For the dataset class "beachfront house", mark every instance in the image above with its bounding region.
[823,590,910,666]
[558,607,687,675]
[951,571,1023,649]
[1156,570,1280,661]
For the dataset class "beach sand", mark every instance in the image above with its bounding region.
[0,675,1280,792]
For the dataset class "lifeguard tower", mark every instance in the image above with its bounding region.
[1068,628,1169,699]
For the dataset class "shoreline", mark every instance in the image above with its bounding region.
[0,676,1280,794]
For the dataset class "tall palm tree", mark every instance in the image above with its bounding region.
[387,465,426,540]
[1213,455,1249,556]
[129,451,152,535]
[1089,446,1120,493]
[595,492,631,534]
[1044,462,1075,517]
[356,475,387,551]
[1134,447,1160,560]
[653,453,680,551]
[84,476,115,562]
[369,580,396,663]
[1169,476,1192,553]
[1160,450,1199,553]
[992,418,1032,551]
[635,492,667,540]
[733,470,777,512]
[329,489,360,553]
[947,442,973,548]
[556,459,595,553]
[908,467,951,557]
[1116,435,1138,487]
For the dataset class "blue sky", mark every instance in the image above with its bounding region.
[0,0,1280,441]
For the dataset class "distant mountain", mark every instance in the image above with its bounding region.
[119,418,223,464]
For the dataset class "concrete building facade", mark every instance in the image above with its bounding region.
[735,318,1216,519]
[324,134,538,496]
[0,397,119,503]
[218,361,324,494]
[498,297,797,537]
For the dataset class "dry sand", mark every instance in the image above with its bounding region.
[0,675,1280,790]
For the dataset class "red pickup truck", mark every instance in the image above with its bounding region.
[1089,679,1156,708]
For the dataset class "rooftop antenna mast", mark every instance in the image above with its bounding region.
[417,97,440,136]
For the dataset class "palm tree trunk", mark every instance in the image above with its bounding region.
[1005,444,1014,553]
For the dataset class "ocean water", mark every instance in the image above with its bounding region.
+ + + + + + +
WHAT THE EXERCISE ASKS: Please count the lines in the records above that contain the word "tree" and reply with that number alone.

ANSWER TO THIS TASK: 2